--- begin Records shown ---

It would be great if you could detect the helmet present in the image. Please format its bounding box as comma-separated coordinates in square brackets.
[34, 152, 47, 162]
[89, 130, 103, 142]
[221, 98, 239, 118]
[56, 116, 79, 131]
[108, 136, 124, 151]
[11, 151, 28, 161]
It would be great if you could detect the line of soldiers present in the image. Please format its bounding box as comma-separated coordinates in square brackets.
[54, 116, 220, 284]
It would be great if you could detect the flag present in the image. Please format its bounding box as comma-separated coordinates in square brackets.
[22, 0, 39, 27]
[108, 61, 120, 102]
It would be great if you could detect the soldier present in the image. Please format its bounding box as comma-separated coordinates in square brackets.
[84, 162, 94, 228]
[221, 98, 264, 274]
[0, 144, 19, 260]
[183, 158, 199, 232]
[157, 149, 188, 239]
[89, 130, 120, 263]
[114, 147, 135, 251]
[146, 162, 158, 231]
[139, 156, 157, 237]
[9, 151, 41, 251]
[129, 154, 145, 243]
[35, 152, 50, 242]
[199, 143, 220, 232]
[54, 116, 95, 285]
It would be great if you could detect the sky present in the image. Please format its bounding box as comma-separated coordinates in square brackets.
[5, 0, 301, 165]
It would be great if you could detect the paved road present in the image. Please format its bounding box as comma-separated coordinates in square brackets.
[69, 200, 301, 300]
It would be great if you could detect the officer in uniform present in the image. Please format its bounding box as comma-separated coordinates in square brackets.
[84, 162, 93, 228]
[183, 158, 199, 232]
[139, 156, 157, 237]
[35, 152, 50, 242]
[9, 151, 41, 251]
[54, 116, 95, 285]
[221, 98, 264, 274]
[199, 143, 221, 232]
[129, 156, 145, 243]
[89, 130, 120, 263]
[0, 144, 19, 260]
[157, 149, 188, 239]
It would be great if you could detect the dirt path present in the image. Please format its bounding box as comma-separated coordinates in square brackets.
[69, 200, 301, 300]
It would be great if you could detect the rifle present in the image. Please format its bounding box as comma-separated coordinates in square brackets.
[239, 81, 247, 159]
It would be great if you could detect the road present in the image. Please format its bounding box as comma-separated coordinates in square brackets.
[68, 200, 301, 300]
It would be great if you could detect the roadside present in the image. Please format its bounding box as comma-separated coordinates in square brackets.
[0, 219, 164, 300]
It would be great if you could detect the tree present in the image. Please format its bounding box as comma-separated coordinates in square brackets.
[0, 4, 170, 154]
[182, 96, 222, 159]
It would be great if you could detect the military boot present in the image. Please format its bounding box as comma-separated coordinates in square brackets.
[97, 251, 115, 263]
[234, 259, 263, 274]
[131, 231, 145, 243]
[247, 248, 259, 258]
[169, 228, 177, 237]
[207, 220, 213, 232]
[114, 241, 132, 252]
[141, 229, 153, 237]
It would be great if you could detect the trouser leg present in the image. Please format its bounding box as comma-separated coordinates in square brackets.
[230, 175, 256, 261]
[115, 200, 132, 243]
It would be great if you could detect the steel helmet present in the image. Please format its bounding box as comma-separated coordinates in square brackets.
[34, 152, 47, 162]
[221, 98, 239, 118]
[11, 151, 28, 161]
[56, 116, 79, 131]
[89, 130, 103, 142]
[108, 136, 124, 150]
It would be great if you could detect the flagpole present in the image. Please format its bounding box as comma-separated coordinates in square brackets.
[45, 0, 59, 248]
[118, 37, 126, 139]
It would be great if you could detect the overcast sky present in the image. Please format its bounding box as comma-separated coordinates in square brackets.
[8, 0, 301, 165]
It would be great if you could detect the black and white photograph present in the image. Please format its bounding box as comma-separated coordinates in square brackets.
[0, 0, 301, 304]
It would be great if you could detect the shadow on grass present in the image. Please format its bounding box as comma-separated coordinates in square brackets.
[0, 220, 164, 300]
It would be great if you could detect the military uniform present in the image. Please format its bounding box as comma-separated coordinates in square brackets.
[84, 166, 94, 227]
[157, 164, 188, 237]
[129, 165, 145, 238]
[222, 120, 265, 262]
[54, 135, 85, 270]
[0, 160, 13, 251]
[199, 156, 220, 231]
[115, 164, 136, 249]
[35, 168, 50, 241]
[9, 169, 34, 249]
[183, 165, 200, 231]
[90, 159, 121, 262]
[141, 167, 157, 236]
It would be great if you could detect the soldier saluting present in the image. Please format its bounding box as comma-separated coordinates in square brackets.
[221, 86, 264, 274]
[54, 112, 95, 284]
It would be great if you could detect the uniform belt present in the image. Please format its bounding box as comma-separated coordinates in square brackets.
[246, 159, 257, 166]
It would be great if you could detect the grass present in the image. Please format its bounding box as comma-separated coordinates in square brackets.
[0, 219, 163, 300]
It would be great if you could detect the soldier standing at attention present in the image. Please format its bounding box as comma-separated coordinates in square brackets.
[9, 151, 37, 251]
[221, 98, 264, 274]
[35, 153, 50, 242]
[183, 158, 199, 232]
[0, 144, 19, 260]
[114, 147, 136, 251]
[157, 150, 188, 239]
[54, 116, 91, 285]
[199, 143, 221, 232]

--- end Records shown ---

-- Goal --
Reproduce every row above word for word, keeping each line in its original order.

-- Answer to this task --
It would be great if you could detect the helmet present in the image. Please format its bounding box as comma-separated coordinates in square brackets.
[34, 152, 47, 162]
[89, 130, 103, 142]
[221, 98, 239, 118]
[56, 116, 79, 131]
[108, 136, 124, 151]
[11, 151, 28, 161]
It would be great if you could detect the line of soldiers present in the image. Please format its bounding box as comma-separated coordinates in square brackets.
[54, 116, 220, 284]
It would be great if you could detect the flag present in the image. Please format its bounding box as comma-separated coordinates in square brackets.
[22, 0, 39, 27]
[108, 61, 120, 102]
It would be great if you could detect the soldier present in the image. Please format its bounding box as comma-separated coordinates in square brackets.
[84, 162, 94, 228]
[221, 98, 264, 274]
[0, 144, 19, 260]
[183, 158, 199, 232]
[157, 149, 188, 239]
[89, 130, 120, 263]
[114, 147, 135, 251]
[146, 162, 158, 231]
[139, 156, 157, 237]
[9, 151, 41, 251]
[129, 154, 145, 243]
[35, 152, 50, 242]
[199, 143, 220, 232]
[54, 116, 95, 285]
It would be great if you could detect the sky present in the image. Please format its bounding box as comma-separated coordinates in square brackets.
[5, 0, 301, 165]
It would be great if you could detect the paved road present in the image. Please format its bounding box as comma-separated coordinates in square brackets.
[69, 200, 301, 300]
It would be great if you could detect the officer in uniform present in the image. Please format its bounding box as comma-separated coordinates in square brackets.
[84, 162, 93, 228]
[183, 158, 199, 232]
[139, 156, 157, 237]
[35, 152, 50, 242]
[9, 151, 41, 251]
[54, 116, 95, 285]
[221, 98, 264, 274]
[199, 143, 221, 232]
[129, 156, 145, 243]
[89, 130, 120, 263]
[0, 144, 19, 260]
[157, 149, 188, 239]
It would be great if you could detect the dirt path present in the image. Please format its bounding box as comma-separated coordinates in square brackets.
[69, 200, 301, 300]
It would be great if you could detect the rifle present in the image. Please format its bounding box as comma-separated coordinates in square brackets.
[239, 81, 247, 159]
It would be great if you could detect the road present in the image. Please format its bounding box as comma-separated coordinates in square brackets.
[68, 200, 301, 300]
It would be great if you could detect the roadside present in the image. Please format its bounding box as comma-separated coordinates in square brackets.
[0, 219, 164, 300]
It would be great if you could detect the tree present in the image. Please format its bounding box as comma-separated coordinates in square brackets.
[0, 4, 170, 154]
[182, 96, 222, 159]
It would be great if you could detect the military boot present in the image. Please format its bounding box as comma-separated coordinates in square brackets.
[97, 251, 115, 263]
[234, 259, 263, 274]
[131, 231, 145, 243]
[247, 248, 259, 258]
[169, 228, 177, 237]
[207, 220, 213, 232]
[114, 241, 132, 252]
[141, 229, 153, 237]
It would be great if you could detect the trouser leg present in the image. Please format its bounding box as comma-separated coordinates in square brackets.
[230, 175, 256, 261]
[115, 200, 132, 243]
It would be great if you could detect the steel helmet present in the image. Please format its bounding box as comma-separated coordinates in square brackets.
[34, 152, 47, 162]
[221, 98, 239, 118]
[11, 151, 28, 161]
[56, 116, 79, 131]
[89, 130, 103, 142]
[108, 136, 124, 150]
It would be great if you could detect the flagpole present in the image. Please format its bounding box as comma-separated coordinates in square brackets.
[45, 0, 59, 248]
[118, 37, 126, 139]
It would be great if you could detect the overcast sky present in the image. Please format its bounding box as comma-separated coordinates in square brackets.
[8, 0, 301, 165]
It would be great if you could detect the black and white photograph present in the image. Please format its bounding box as comma-separated coordinates in square brackets.
[0, 0, 301, 304]
It would be great if you could detect the shadow on grass present in the image. Please format its bounding box as comma-separated coordinates in square brackets.
[0, 220, 164, 300]
It would be great if you could detect the military uniform present in the image. Please format its bounding box as comma-separated coordinates in square brackets.
[84, 166, 94, 227]
[157, 164, 188, 237]
[129, 165, 145, 238]
[222, 120, 265, 262]
[54, 135, 85, 270]
[0, 160, 13, 251]
[199, 156, 220, 231]
[115, 164, 136, 249]
[35, 168, 50, 241]
[9, 169, 34, 249]
[183, 165, 200, 231]
[90, 159, 121, 262]
[141, 167, 157, 236]
It would be great if you could detect the soldier saluting present in the image. Please format its bounding box as comma-separated coordinates in square brackets.
[221, 86, 264, 274]
[54, 112, 95, 284]
It would be great if you could detect the uniform belt present in the image. Please format its bounding box as comma-separated coordinates in square brackets.
[246, 159, 257, 166]
It would be great if you could detect the grass present in the image. Please format its bounding box as comma-separated coordinates in square brackets.
[0, 219, 163, 300]
It would be great if you could detect the soldier standing at attention present in the image. Please format its bounding box as comma-separated coordinates in square brackets.
[9, 151, 37, 251]
[221, 98, 264, 274]
[35, 153, 50, 242]
[183, 158, 199, 232]
[0, 144, 19, 260]
[114, 147, 136, 251]
[157, 150, 188, 239]
[54, 116, 91, 285]
[199, 143, 221, 232]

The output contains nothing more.